▸ **WHAT YOU WILL DO**
Gather every line of the items below that contains the string "soil", and copy each one out. Case counts.

▸ **Position identification records**

-- -- --

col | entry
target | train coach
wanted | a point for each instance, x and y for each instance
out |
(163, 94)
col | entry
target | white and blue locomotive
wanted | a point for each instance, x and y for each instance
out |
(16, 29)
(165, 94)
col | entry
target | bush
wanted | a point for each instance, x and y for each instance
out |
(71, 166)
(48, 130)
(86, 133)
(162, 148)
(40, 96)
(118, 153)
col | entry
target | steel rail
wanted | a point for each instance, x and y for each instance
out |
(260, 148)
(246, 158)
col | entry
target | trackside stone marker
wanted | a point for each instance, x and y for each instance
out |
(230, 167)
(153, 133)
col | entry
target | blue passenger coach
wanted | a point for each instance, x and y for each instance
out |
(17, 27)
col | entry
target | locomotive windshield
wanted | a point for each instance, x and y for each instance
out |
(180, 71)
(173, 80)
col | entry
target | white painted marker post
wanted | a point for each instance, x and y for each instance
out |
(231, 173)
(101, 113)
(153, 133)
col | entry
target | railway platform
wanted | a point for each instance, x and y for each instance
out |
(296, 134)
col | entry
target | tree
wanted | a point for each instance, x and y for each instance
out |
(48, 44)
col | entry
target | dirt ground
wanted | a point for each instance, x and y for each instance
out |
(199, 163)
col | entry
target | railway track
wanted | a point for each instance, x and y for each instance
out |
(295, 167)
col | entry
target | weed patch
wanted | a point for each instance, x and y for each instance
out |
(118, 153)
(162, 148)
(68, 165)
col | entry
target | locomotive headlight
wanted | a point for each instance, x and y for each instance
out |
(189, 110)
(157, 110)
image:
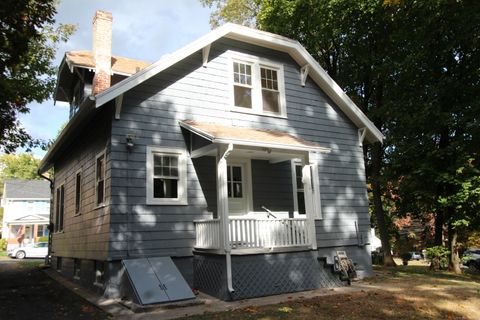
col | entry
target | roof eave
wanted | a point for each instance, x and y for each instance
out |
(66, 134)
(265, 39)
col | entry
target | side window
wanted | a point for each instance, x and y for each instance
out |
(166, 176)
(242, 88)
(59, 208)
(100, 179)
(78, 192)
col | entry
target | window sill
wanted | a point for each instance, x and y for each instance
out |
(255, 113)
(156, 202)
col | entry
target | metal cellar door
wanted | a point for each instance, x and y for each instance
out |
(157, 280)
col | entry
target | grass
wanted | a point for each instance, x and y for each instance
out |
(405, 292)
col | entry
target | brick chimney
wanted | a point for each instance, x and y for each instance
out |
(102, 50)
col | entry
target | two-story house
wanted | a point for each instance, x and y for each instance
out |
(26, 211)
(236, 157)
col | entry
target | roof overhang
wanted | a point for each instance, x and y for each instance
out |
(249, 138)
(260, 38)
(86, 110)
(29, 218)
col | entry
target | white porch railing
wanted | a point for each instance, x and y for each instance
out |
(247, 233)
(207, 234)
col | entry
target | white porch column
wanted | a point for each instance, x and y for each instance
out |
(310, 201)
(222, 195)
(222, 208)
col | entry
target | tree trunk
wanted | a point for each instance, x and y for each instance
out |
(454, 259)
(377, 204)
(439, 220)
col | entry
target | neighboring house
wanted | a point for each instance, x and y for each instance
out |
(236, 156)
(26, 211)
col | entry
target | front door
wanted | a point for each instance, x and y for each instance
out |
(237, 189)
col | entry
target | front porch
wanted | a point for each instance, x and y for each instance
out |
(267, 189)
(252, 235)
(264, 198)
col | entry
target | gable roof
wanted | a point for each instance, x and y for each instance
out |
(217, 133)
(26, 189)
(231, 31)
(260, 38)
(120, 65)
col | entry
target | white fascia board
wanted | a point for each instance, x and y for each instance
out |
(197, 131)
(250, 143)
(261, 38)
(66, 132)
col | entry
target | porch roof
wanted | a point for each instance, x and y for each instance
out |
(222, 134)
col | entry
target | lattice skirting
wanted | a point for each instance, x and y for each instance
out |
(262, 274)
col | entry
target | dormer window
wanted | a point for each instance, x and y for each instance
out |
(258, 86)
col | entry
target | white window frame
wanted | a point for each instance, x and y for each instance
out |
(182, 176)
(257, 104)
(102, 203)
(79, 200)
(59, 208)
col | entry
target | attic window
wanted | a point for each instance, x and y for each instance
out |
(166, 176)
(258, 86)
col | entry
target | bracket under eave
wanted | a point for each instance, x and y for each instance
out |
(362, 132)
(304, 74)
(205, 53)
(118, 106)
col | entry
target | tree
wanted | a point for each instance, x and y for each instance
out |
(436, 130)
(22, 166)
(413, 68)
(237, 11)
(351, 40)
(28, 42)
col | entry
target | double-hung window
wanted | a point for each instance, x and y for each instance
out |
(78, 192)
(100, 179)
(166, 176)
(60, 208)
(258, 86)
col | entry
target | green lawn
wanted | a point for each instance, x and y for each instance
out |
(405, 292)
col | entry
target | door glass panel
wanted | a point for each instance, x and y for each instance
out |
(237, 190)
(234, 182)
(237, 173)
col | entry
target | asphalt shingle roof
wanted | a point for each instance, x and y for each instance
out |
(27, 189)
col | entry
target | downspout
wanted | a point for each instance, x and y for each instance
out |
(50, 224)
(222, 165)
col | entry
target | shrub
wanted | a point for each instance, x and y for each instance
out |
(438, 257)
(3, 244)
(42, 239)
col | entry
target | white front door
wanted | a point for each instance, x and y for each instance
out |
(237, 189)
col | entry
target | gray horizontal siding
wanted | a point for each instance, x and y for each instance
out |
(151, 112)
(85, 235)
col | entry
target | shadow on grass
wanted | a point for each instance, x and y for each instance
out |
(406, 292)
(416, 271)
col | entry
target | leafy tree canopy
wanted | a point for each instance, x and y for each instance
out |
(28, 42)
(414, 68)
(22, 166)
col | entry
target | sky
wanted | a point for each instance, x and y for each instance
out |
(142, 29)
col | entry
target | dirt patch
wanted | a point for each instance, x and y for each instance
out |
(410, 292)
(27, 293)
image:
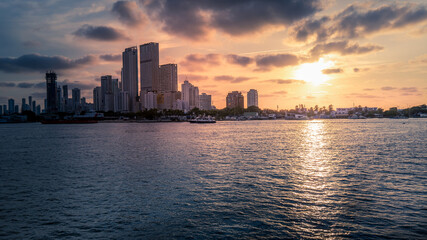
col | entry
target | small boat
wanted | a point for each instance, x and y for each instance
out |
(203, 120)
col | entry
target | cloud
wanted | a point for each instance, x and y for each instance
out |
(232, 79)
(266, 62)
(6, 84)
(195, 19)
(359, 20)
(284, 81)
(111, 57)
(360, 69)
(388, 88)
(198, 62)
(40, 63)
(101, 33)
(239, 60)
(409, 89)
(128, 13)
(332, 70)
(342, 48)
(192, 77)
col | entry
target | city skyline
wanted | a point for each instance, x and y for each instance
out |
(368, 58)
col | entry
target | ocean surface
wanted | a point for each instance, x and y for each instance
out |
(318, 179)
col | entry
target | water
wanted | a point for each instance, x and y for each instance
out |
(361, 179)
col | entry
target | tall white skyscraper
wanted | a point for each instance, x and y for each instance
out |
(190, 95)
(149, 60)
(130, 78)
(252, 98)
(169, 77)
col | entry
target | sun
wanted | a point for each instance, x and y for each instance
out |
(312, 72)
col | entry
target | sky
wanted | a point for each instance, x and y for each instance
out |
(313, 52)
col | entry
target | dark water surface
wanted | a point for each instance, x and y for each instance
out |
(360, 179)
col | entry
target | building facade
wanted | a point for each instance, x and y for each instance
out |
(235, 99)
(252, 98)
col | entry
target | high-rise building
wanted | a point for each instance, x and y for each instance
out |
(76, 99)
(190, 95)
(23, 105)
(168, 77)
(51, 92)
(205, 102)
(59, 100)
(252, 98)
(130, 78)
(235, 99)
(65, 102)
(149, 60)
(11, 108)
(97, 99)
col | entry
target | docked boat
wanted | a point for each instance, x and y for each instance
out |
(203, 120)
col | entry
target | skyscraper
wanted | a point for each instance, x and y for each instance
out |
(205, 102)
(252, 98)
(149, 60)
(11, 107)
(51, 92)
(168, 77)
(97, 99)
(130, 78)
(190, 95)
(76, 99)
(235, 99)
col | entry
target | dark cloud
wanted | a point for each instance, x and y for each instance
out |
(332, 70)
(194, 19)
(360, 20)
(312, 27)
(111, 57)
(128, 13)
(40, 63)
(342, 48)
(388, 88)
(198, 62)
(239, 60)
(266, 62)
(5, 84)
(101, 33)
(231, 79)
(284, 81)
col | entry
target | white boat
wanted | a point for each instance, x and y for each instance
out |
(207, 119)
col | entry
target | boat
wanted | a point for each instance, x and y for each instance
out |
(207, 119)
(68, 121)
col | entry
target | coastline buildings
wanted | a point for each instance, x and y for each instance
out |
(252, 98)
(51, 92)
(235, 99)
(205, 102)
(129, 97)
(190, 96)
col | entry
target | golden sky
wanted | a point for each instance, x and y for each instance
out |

-- -- --

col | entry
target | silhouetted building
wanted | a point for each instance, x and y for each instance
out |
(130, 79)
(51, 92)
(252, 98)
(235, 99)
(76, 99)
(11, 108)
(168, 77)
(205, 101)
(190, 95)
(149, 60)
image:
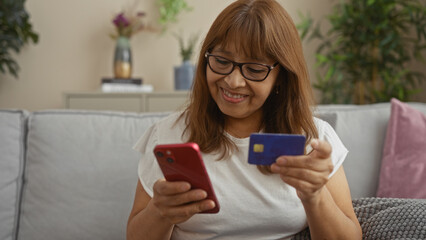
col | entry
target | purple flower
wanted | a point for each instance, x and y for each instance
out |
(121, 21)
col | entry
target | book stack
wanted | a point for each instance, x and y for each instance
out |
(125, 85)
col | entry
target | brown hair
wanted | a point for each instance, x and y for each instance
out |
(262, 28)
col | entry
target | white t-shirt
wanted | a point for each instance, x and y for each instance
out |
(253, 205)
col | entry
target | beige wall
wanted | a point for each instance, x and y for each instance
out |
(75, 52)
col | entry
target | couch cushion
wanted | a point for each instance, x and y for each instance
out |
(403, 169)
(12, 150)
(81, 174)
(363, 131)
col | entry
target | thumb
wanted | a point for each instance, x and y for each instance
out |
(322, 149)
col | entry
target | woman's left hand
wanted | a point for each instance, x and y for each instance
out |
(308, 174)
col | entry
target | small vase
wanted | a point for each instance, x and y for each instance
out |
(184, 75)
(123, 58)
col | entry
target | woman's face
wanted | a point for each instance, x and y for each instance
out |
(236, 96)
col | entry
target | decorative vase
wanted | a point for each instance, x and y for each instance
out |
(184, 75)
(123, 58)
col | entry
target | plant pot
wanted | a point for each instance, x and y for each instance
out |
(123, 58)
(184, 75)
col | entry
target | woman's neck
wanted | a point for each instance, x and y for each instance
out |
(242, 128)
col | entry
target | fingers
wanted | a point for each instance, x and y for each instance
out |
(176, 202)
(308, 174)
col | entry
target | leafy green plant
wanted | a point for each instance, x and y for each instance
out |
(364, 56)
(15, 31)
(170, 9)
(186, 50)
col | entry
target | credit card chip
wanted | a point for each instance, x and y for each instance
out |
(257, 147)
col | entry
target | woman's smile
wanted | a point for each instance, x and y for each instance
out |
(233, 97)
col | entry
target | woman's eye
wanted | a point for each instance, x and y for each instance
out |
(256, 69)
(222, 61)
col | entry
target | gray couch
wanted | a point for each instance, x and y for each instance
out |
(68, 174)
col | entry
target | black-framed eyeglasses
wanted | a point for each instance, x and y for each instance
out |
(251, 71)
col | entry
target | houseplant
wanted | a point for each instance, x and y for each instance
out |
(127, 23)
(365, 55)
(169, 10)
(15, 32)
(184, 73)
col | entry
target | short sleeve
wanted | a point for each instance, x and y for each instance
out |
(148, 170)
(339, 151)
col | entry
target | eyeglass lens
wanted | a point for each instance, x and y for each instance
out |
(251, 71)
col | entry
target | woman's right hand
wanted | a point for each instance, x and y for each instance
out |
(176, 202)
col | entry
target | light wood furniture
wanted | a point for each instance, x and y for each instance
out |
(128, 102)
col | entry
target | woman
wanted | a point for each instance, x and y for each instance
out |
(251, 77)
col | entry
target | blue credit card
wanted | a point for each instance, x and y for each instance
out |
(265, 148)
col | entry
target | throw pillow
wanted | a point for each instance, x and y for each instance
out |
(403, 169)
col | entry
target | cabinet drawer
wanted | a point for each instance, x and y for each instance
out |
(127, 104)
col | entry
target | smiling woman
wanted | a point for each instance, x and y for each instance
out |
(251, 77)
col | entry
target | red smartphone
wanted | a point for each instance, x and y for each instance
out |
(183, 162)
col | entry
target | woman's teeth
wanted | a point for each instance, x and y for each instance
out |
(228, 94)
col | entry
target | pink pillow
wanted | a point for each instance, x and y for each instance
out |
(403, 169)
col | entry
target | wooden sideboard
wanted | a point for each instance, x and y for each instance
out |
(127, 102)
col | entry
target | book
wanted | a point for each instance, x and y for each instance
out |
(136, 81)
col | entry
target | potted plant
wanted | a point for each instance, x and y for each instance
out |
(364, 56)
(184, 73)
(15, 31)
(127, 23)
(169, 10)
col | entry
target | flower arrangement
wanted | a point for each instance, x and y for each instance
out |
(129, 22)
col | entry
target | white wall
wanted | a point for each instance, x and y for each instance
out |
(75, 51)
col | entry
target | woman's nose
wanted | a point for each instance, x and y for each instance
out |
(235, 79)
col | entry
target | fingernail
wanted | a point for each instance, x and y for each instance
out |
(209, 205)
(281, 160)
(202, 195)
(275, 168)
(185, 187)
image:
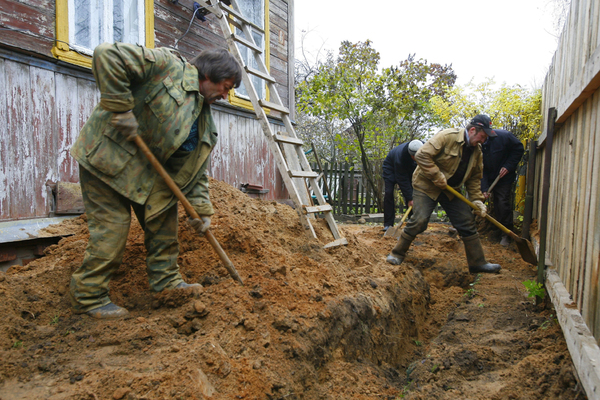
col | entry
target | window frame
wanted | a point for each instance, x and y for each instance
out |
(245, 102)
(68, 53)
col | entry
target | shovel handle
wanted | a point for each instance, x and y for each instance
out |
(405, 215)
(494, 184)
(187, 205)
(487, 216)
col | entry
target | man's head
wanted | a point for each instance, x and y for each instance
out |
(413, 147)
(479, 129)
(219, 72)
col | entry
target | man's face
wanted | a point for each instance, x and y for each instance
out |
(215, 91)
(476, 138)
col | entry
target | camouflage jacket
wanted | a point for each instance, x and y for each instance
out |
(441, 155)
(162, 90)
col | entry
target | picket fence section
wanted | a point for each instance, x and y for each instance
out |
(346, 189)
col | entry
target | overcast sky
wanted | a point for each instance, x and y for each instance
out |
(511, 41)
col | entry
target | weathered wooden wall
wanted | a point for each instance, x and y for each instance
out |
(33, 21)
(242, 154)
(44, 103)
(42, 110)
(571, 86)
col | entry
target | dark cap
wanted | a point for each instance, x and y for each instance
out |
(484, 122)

-- -- --

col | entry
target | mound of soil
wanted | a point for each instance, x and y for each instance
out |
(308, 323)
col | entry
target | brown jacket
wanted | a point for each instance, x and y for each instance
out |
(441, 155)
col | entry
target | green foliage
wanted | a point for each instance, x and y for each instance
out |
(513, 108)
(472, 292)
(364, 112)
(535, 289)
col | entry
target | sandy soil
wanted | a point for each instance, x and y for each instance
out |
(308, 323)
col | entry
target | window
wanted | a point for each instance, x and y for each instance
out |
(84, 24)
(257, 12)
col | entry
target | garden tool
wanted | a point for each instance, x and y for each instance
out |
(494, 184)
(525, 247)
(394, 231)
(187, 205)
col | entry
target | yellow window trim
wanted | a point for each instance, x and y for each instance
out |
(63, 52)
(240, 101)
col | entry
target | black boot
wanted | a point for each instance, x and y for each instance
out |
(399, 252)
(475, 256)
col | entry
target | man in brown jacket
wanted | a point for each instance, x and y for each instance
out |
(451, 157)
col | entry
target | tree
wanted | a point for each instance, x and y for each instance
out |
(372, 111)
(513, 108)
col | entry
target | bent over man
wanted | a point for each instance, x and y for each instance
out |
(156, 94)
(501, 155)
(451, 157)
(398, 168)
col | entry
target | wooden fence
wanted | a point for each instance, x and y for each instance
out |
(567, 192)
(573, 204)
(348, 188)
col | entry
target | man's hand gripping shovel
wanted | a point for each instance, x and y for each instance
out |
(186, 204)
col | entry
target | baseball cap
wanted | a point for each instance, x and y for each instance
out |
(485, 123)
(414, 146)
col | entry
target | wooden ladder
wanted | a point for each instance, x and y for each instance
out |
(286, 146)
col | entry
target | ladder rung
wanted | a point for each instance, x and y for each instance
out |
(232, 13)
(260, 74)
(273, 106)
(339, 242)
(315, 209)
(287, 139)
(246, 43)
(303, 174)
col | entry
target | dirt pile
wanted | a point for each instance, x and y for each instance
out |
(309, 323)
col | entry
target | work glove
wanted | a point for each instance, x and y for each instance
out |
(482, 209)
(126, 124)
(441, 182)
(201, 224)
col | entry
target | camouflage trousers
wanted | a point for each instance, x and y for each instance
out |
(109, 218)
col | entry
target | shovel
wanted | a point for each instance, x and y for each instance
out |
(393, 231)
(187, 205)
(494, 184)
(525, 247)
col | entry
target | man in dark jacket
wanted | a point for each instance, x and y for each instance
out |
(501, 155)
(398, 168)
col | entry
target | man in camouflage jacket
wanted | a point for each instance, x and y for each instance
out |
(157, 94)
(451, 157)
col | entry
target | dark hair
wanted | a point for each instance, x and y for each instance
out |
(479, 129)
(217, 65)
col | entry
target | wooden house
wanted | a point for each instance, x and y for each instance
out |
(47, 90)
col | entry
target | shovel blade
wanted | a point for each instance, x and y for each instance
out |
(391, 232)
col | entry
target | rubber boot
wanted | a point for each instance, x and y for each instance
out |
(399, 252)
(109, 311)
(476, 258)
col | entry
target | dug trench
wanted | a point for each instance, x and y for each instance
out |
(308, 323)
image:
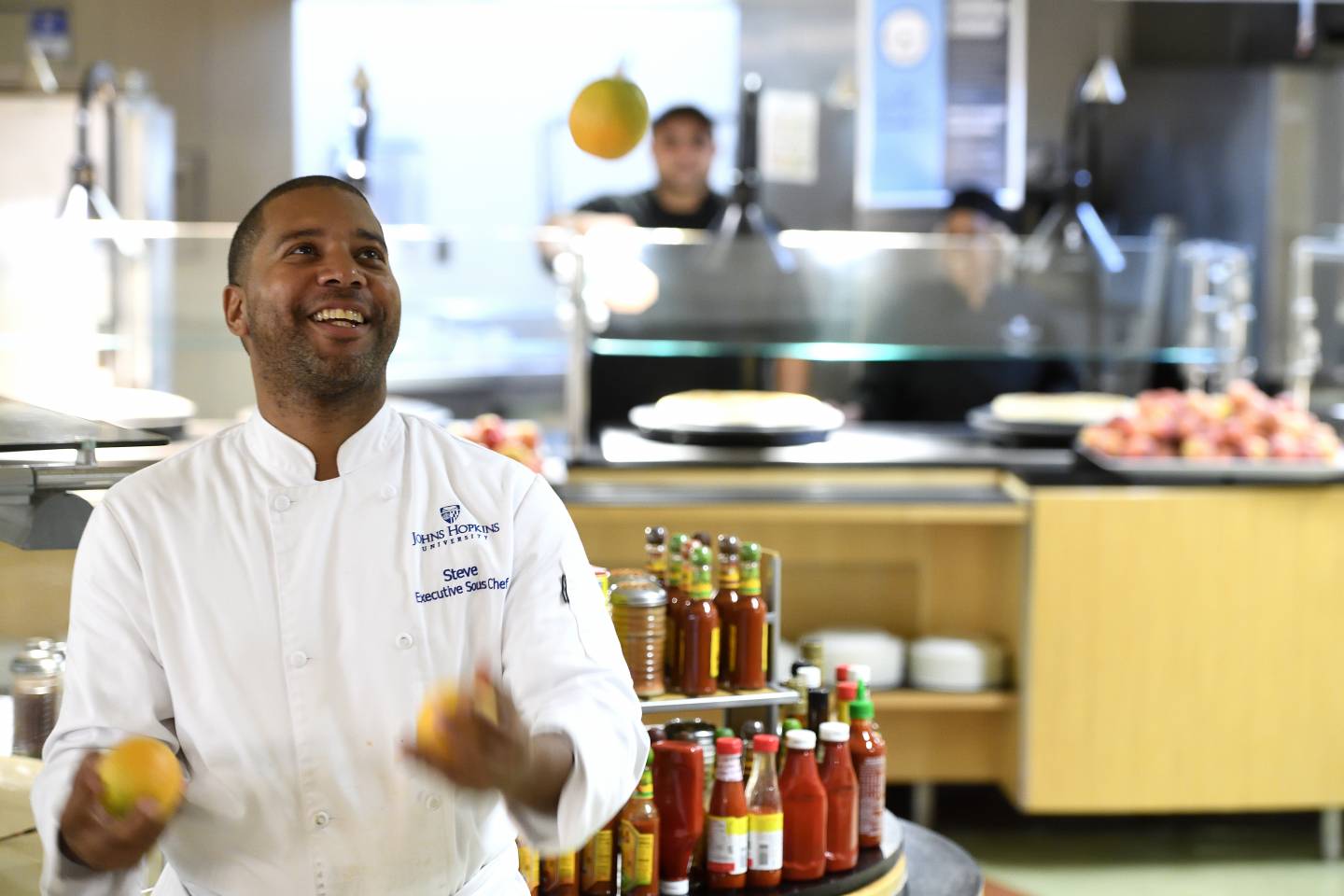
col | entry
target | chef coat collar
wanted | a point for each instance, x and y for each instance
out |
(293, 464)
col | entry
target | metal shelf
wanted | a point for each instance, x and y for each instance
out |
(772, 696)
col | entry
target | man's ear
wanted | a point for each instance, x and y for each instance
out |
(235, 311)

-- -- --

▸ **RESULT OF THE EXERCISE**
target | mound of soil
target | sandy soil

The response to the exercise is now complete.